▸ Do this: What do the lines say from the one containing "Please tag the man's ear" to the end of the records? Restate them word for word, and only those.

---+---

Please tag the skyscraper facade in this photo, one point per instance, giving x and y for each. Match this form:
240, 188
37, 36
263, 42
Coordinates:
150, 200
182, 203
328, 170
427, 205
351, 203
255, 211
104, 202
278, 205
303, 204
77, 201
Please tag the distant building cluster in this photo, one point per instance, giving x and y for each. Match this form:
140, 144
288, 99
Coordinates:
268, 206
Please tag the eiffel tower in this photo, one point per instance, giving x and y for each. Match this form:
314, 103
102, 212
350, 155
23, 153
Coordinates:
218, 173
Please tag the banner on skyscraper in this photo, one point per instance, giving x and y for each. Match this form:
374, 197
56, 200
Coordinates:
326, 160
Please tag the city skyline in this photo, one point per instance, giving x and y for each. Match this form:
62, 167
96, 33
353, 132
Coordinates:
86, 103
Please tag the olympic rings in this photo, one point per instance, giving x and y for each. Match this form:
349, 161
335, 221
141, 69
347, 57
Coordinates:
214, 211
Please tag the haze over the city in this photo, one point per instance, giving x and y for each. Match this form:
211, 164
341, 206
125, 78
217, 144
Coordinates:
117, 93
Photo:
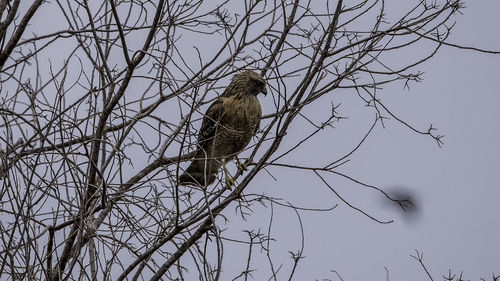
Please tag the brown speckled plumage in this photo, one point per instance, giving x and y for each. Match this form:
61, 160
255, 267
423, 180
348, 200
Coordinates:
227, 128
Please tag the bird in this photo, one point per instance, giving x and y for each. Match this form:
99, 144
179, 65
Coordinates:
228, 125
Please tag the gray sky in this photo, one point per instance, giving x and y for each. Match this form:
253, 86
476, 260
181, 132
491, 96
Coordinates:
457, 225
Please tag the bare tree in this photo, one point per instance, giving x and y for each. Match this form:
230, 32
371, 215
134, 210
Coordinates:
100, 111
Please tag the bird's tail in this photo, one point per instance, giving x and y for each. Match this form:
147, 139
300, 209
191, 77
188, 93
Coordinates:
202, 171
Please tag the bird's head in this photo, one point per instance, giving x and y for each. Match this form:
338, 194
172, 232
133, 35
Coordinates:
249, 82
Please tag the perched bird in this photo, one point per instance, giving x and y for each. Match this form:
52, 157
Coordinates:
226, 129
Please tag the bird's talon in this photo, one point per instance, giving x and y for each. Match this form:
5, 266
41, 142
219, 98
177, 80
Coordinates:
229, 182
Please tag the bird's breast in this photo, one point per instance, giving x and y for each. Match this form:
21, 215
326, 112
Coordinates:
238, 123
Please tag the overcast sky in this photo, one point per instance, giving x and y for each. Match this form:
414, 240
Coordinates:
457, 224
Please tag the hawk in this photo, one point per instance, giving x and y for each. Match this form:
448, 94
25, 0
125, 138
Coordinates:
226, 129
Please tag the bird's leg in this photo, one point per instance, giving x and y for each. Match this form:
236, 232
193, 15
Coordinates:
229, 180
241, 166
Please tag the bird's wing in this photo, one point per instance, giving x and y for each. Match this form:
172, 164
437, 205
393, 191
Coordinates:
210, 122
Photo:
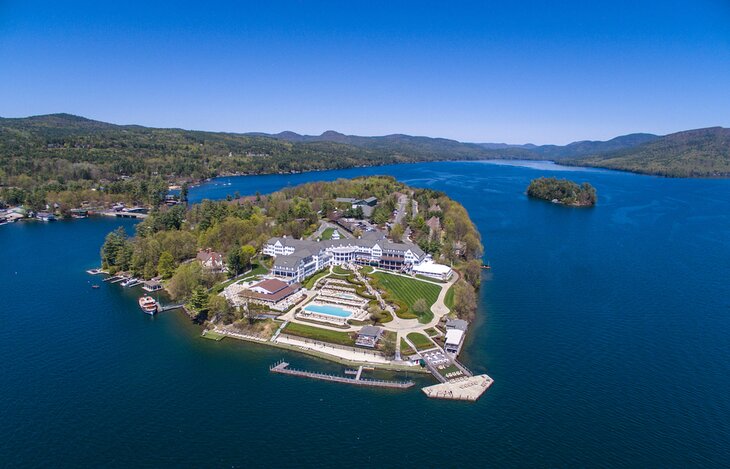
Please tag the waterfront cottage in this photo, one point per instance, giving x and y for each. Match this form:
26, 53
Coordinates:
211, 260
433, 270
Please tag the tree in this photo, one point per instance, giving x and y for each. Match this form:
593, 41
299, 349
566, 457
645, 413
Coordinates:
199, 300
184, 192
247, 254
388, 347
112, 251
376, 313
219, 309
166, 265
234, 262
396, 233
187, 277
473, 272
465, 301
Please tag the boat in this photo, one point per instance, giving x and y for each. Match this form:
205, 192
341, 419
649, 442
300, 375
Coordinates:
148, 304
130, 282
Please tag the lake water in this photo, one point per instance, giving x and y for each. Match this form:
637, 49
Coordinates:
607, 332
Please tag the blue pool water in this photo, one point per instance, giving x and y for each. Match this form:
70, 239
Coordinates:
606, 331
328, 310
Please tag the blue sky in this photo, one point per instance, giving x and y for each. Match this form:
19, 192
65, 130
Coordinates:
517, 72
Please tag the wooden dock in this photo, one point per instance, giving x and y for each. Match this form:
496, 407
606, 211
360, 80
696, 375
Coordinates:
161, 308
283, 368
468, 388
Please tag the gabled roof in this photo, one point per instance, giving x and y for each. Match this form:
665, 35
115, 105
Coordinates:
370, 331
271, 285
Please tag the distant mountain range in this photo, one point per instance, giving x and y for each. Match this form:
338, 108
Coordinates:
36, 141
691, 153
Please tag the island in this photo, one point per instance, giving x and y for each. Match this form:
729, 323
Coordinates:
562, 191
366, 272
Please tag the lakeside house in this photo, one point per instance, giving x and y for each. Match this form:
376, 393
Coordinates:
45, 216
297, 259
434, 226
433, 270
368, 336
211, 260
272, 293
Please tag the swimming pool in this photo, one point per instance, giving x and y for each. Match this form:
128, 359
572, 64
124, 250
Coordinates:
328, 310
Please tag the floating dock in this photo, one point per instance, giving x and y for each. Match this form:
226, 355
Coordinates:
283, 368
468, 388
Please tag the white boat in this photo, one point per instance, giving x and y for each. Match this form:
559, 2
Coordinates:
130, 282
148, 304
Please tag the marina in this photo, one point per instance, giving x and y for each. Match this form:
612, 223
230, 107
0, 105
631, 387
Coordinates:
282, 367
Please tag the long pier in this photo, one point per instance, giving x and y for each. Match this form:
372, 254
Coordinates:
283, 368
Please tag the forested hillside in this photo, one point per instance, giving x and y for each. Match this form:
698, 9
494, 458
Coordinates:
693, 153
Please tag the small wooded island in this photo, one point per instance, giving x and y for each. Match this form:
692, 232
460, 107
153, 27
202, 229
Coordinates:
562, 191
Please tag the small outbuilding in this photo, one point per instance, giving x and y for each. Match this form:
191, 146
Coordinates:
368, 336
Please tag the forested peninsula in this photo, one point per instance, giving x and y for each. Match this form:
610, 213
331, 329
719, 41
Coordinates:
174, 244
563, 191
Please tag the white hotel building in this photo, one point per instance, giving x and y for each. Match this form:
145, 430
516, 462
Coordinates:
298, 259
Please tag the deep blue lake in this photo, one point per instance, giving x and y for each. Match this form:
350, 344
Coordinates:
607, 331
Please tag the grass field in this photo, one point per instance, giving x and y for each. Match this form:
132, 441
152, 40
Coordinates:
420, 341
316, 333
408, 290
430, 279
405, 349
340, 271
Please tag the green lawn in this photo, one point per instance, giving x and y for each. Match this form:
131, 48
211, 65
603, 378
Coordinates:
340, 271
408, 290
420, 341
256, 269
317, 333
405, 349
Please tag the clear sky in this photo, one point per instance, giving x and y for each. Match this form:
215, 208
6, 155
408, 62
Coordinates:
542, 72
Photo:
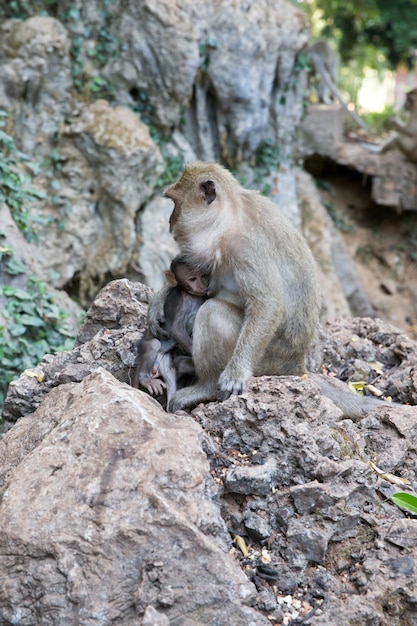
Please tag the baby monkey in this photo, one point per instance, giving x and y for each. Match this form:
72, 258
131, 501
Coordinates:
162, 362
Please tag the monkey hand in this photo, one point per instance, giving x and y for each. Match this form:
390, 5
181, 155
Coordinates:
231, 385
156, 387
156, 314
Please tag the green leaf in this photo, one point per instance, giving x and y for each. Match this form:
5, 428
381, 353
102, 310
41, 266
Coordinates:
31, 320
405, 500
14, 266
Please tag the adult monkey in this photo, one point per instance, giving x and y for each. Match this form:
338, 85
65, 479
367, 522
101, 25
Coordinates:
265, 309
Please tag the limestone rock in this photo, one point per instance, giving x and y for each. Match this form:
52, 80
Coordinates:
122, 515
122, 498
36, 83
343, 295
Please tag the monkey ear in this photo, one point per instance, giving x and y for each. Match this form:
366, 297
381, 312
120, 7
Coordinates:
170, 276
208, 191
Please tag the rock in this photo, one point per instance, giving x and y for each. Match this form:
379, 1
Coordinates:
101, 152
107, 338
158, 247
225, 72
122, 522
36, 83
393, 177
287, 470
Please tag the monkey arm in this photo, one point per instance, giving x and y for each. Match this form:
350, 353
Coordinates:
156, 315
260, 322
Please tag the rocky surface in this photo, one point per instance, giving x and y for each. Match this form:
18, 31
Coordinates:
393, 177
285, 523
211, 83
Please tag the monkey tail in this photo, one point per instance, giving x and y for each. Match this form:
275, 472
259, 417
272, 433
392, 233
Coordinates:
352, 405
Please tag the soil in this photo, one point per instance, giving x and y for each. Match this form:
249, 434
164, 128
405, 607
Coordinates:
382, 243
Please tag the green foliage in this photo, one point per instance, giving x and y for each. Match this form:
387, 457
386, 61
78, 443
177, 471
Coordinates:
105, 47
405, 500
16, 188
22, 9
204, 52
381, 30
35, 325
174, 166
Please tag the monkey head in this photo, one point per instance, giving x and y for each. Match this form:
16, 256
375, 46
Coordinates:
181, 274
202, 186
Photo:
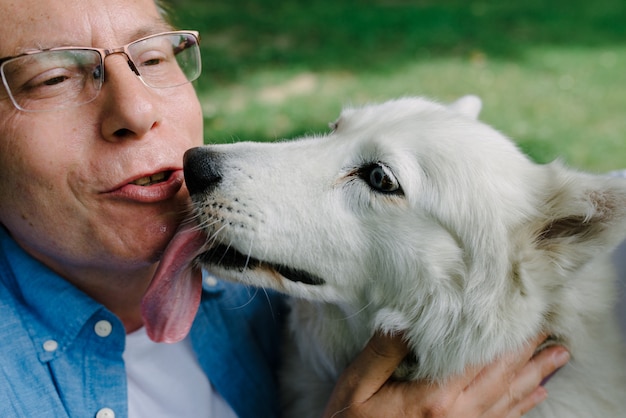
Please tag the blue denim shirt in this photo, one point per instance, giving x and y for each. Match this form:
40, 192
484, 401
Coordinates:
57, 361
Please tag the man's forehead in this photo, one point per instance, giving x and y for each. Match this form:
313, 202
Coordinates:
53, 23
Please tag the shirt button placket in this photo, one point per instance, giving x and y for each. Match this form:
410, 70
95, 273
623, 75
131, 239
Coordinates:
105, 413
103, 328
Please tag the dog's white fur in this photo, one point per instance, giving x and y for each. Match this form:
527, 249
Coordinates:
477, 252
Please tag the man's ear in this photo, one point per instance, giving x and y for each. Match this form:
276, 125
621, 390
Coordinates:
467, 105
583, 216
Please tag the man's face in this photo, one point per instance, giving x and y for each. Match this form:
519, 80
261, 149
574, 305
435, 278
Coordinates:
66, 185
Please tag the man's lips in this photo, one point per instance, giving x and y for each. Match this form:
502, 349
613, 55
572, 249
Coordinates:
156, 187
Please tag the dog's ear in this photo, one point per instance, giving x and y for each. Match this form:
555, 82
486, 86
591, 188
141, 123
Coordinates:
583, 216
467, 105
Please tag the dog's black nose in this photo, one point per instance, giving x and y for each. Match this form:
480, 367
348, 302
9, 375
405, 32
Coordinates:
200, 166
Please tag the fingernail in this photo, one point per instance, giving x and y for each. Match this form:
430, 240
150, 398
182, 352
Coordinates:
561, 357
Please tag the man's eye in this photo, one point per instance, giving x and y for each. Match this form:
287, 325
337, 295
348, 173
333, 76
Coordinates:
54, 80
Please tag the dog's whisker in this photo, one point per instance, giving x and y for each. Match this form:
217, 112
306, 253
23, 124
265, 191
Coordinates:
354, 314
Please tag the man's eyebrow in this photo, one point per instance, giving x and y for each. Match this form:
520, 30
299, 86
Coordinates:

---+---

▸ Reply:
Please tag the man's ear in this photo, one point per instance, giving x and y for each. Match this form:
276, 125
621, 390
Coordinates:
467, 105
583, 216
Please tag the man's face in this photo, one point per instance, giving x and y for each. Match this form:
519, 80
261, 149
574, 305
435, 278
Coordinates:
66, 185
Please tag the man's lips in this photo, one point per instance, giving x and y for each. Match this form:
502, 349
613, 55
572, 249
Coordinates:
156, 187
Please tag the dog's ear in this photo, one point per instance, giving x and y for each. Match this form:
555, 82
486, 86
591, 188
141, 123
Coordinates:
583, 216
467, 105
Please tag the dog's black nose in this photo, one point per instance, giving x and y for each. Match this form:
480, 367
348, 302
9, 375
405, 32
Coordinates:
200, 166
Please tag the fingernail in this photo, one point per instance, giving x and y for each. Match this form:
430, 240
150, 398
182, 352
Coordinates:
561, 357
Please tag the man's eye in this photo, one point per instance, giving x and y for each. Match this form:
287, 325
337, 295
348, 173
333, 76
Coordinates:
54, 80
Please tag the dog's whisker in this photo, one point per instance, giving x and y for each. Match this form:
217, 112
306, 253
23, 124
265, 191
Coordinates:
354, 314
Please tag the man's eyebrow in this photo, one point per instance, giving x and y for each. Match this form:
520, 30
299, 86
Coordinates:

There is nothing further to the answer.